Retype the lines below without any change, starting at the line that contains "# test: point on every instance of the microphone" and continuing through the final line.

| Task inputs |
——————————

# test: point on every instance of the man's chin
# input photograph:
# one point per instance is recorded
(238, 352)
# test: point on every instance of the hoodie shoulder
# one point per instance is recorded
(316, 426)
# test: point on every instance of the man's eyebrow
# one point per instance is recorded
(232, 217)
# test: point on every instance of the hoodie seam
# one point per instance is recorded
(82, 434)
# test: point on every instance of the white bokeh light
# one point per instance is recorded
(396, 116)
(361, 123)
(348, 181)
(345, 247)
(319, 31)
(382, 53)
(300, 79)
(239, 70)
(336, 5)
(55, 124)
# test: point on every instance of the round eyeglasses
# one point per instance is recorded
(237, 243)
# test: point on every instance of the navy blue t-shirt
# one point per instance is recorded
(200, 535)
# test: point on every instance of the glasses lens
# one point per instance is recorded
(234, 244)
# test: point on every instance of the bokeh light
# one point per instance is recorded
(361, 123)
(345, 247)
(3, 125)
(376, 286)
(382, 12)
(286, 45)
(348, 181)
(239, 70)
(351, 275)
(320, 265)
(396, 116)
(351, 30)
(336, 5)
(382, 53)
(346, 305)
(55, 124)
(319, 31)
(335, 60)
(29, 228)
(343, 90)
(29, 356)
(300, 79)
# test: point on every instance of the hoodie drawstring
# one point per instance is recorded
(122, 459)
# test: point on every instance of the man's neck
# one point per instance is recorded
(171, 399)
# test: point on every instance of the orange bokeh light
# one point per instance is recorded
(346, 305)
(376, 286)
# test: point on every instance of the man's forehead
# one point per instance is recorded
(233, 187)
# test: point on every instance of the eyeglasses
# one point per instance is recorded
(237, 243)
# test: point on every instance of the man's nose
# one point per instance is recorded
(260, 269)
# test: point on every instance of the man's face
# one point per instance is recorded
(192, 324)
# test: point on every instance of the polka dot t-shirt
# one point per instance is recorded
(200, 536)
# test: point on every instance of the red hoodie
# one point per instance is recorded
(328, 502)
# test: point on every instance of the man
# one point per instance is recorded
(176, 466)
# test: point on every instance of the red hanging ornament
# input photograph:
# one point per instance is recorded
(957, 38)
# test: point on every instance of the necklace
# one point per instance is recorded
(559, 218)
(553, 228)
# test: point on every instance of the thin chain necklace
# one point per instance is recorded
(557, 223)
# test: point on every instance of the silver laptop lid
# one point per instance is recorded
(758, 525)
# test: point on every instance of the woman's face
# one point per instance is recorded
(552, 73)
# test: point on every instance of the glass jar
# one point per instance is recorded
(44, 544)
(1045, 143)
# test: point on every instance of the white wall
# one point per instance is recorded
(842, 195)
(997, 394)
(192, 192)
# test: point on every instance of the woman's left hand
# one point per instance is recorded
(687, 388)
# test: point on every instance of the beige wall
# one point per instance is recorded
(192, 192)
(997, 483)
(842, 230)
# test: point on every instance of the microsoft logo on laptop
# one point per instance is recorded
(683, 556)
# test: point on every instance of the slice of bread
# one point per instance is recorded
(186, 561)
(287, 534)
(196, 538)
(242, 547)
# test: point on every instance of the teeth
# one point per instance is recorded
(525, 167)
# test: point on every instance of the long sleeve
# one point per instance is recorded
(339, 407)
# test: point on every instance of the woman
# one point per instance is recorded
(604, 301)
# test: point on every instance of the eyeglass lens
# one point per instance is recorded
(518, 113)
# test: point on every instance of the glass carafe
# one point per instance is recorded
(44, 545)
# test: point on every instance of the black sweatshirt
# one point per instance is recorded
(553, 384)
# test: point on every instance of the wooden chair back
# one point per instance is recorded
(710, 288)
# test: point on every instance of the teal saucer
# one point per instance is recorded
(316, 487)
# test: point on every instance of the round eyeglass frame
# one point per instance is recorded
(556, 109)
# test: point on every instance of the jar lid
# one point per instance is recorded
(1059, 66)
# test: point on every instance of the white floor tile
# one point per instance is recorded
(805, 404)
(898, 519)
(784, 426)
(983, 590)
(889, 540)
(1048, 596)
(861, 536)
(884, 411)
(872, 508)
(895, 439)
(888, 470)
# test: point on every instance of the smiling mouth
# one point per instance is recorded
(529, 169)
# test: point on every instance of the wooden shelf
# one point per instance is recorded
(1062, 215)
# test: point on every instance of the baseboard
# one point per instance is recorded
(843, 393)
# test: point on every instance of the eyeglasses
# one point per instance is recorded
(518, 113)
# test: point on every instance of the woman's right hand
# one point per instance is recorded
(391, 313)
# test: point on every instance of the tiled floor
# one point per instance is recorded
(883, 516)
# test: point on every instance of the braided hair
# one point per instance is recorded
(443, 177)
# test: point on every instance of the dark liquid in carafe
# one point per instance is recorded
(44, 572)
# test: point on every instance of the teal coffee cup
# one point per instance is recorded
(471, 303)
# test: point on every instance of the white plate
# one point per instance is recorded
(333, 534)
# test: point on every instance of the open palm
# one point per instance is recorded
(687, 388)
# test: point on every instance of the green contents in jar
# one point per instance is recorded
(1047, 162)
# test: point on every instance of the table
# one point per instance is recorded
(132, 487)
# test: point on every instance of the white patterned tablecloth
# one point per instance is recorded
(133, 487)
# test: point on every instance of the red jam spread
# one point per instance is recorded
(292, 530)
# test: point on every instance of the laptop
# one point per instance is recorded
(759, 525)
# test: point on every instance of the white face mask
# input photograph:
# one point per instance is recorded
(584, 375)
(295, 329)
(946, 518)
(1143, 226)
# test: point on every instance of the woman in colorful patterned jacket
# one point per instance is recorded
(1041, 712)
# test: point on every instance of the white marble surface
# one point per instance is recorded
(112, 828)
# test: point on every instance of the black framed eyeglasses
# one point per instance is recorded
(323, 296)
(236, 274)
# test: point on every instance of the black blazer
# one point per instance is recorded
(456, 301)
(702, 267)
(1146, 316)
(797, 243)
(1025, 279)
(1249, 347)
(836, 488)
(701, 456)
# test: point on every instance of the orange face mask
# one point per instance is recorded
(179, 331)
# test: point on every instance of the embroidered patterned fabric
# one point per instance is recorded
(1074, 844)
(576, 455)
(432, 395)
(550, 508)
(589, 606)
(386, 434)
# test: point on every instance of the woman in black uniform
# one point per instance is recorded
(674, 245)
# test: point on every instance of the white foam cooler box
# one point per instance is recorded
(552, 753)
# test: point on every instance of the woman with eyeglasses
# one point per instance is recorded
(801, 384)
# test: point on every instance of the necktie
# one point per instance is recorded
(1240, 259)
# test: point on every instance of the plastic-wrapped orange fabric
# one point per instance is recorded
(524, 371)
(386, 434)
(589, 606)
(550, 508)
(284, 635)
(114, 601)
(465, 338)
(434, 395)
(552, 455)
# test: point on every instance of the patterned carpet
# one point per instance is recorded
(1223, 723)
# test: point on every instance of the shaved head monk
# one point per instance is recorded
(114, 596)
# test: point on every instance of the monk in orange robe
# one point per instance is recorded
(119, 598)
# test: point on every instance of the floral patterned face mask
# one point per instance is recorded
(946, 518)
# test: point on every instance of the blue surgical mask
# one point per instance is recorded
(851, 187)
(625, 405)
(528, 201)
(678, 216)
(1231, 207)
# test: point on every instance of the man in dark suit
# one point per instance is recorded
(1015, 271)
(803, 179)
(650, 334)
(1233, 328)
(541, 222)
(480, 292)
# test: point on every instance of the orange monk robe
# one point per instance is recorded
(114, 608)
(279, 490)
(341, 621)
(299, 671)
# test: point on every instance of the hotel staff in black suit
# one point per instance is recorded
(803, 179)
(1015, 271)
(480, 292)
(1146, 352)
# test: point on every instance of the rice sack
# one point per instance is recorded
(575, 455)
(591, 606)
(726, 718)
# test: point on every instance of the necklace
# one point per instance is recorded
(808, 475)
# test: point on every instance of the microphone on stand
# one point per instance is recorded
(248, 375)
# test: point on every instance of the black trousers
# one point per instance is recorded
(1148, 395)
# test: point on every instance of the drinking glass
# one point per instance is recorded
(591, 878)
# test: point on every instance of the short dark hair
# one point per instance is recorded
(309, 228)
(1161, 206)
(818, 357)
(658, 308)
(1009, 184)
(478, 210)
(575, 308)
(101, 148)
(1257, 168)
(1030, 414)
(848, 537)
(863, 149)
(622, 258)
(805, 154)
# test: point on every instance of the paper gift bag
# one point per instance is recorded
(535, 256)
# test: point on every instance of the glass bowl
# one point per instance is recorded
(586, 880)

——————————

| Solution to the exercise |
# test: point on every instance of the microphone on stand
# one point per instance is recorded
(248, 375)
# test: point on every instance of the black trousers
# one point per instance is recorded
(1148, 395)
# test: point on every instance of the drinking glass
# one point per instance is recorded
(591, 878)
# test: point on every instance of the short dark hair
# one point per instance is recorded
(309, 228)
(1161, 206)
(818, 357)
(658, 308)
(1009, 184)
(478, 210)
(575, 308)
(101, 148)
(1257, 168)
(1030, 414)
(848, 537)
(863, 149)
(622, 258)
(805, 154)
# test: point on every instance of the paper gift bag
# one point per instance is recorded
(535, 256)
# test: point on every instance of the glass bowl
# one point per instance is recorded
(586, 880)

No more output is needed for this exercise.